» **PROBLEMS TO WORK ON**
1. Which trailers ran before Brave, according to the blog posts?
2. Could you pick up the blog posts after their last line and keep writing them?

» **SELECTION**
----

Brave

Aug. 4th, 2012 05:38 pm
craigoxbrow: (Default)
Hrm.

Liked the setting more than the plot. Bit muddy on the moral. Only pulled the anachronistic humour trick once, so it felt kind of out of place. Only really laugh-out-loud funny here and there. While it had some big emotional moments for the characters it didn't utterly stomp on the audience at any point like we know Pixar can. Looked lovely. Quite a few jokes that I imagine people who haven't lived in Scotland will find utterly baffling.

Odd one. More a Rataouille than an Incredibles or a Wall-E or an Up.

May not have been in the mood for it.

Trailers: Frankenweenie, Paranorman, Hotel Transylvania and a couple things that aren't about monsters.
craigoxbrow: (life)
Birthday zoo trip success. Pandas asleep, but curled up facing visitors. Photographic evidence to follow.

Edits:

Yang Guang, the less blurry of the pair

Bat-SunBear

The month-old Barbary Macaque really wanted to climb that fence, much to the chagrin of the pack who spent five minutes getting it down.
craigoxbrow: (grinny)
Cameo, tomorrow afternoon, 1.30pm. With a showing of Tintin afterwards as well, it being a double bill.
craigoxbrow: (Default)
And it was such a nice night when I was heading for the bus to the Samhuinn fire festival...

What a glorious feeling

Not a good omen on the way in.

Giant puppets wishing they had umbrellas too

More a smoke festival than a fire festival

So, yes, in, dried off, coat went straight into the tumble dryer.

Happy Hallowe'en.
craigoxbrow: (Default)
Back home now. Tired now. Hello all! Good night all!
craigoxbrow: (Default)
For those who weren't there, Neil Gaiman Talks With Audrey Niffenegger.

Direct mp3 link thing.
craigoxbrow: (Default)
Siubhlachan, aka The Traveller.

And the original five minute short.

"A young girl inherits a watch from her grandfather that allows her to travel backwards and forwards through time. She quickly discovers there are dark forces who want the watch for themselves – and will stop at nothing to get it."

----

» **RECORD SET**
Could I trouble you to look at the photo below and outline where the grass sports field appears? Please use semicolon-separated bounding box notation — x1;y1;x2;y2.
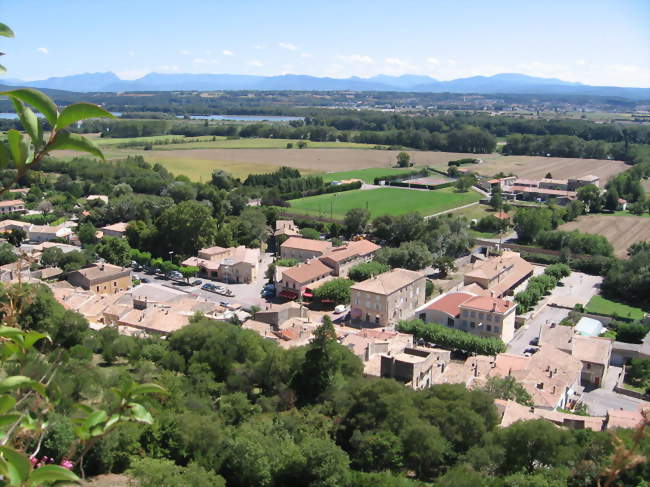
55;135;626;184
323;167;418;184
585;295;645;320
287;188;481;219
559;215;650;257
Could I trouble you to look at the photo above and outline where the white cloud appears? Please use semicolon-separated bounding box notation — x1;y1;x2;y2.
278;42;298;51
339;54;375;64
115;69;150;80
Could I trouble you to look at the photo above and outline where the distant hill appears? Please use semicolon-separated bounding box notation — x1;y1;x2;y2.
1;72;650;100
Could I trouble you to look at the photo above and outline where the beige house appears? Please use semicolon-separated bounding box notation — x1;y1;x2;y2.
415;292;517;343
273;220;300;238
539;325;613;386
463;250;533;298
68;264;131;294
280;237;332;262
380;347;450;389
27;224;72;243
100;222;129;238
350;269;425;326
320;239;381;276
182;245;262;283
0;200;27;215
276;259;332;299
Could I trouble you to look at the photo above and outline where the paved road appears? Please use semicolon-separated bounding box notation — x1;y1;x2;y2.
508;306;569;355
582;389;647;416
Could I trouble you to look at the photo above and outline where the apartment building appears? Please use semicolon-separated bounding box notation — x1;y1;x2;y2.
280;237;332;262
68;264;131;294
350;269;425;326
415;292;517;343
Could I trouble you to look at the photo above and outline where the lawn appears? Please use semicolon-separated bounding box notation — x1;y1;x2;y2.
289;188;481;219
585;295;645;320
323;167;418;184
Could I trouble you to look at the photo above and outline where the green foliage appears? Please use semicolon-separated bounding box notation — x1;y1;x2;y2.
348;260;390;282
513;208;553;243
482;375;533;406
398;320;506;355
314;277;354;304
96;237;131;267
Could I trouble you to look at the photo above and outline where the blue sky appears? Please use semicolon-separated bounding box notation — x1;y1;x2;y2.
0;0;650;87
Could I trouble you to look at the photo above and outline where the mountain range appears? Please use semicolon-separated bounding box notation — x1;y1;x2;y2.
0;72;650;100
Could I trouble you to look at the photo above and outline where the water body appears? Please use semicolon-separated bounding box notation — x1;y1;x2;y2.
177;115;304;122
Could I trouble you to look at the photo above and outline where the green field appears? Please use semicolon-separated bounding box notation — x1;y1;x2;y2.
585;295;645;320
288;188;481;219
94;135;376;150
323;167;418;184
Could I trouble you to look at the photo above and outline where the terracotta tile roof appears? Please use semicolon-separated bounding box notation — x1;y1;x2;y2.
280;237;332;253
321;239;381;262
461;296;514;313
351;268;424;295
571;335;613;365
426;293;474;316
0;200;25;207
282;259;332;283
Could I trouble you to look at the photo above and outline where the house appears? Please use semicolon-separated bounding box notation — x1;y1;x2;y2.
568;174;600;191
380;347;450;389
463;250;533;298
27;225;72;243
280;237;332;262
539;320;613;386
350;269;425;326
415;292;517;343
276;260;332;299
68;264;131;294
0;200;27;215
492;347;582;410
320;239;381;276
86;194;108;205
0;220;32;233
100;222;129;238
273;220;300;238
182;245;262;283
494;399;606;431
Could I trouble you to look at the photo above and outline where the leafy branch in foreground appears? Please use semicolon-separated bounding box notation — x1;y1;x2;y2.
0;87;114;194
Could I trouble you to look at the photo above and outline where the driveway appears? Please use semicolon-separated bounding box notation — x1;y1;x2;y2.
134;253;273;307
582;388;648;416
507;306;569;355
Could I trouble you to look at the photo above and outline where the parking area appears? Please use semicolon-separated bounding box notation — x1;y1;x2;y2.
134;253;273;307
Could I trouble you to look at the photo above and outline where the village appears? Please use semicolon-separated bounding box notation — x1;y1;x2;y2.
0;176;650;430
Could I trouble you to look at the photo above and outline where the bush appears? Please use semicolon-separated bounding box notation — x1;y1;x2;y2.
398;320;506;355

----

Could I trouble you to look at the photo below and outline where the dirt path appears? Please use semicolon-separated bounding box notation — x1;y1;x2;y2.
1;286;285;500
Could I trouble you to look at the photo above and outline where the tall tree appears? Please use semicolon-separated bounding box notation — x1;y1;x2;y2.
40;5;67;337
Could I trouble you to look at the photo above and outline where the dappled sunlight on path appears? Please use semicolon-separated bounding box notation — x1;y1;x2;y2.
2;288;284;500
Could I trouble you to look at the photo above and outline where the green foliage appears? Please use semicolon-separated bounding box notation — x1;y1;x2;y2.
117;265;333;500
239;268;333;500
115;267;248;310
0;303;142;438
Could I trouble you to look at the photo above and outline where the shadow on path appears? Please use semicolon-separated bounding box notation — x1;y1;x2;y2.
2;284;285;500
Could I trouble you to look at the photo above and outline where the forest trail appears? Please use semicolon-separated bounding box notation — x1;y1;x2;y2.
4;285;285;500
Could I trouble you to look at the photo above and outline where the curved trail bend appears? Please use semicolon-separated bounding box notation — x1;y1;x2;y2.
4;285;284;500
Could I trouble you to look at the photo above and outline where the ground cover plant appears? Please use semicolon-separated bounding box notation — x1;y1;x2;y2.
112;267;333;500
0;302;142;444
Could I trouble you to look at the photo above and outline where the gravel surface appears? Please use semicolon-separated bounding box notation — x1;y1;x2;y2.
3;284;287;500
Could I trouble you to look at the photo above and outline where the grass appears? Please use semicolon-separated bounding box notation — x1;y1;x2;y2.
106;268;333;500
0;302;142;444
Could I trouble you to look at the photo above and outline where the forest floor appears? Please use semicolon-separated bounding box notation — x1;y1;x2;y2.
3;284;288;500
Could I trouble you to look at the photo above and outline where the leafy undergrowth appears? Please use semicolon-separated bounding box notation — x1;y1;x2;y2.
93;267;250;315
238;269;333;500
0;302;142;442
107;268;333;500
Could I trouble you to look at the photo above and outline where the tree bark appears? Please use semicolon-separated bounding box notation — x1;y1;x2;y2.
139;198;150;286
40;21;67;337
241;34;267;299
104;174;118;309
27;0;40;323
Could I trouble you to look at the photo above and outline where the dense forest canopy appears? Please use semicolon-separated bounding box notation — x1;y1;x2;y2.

----

» **WRITTEN RESPONSES**
1. Frankenweenie, Paranorman, Hotel Transylvania and a couple of things that aren't about monsters.

2.
craigoxbrow: (Default)
The weird outlier of the Festivals here is the Television Festival, which runs for a single weekend and can only be attended if you spend a couple hundred quid on an all-in ticket. But this year, in a bit of a spinoff, the Filmhouse has been showing some selected previews of relevant shows.

Let's Kill Hitler! sold out in minutes, despite being a preview by twenty-seven-and-a-half hours, but I was able to get a ticket for the pilot of Once Upon A Time which will air here... maybe sometime, somewhere, probably once the first season is completed, and that doesn't start in the US for two months.

It's a very low-key urban fantasy, apart from some big "wow" flashbacks to the storybook world most of the cast hail from, with nothing much fantastical bleeding into the real world... yet. Still, the people who have been trying to adapt Fables to TV must be spittin'.

And Robert Carlyle said hello in a twenty-second video intro. I imagine if he'd been there in person it would have gotten a better screening time than 11am. He plays Rumpelstiltskin in full scenery-chewing panto style, which seems appropriate.
craigoxbrow: (Default)
Hello SJE. Hope your visit's going well!
craigoxbrow: (grinny)
Thanks to Cat attending GenCon, I now have The One Ring, about which more later, and a funny Doctor Who T-shirt that I won't spoiler you on.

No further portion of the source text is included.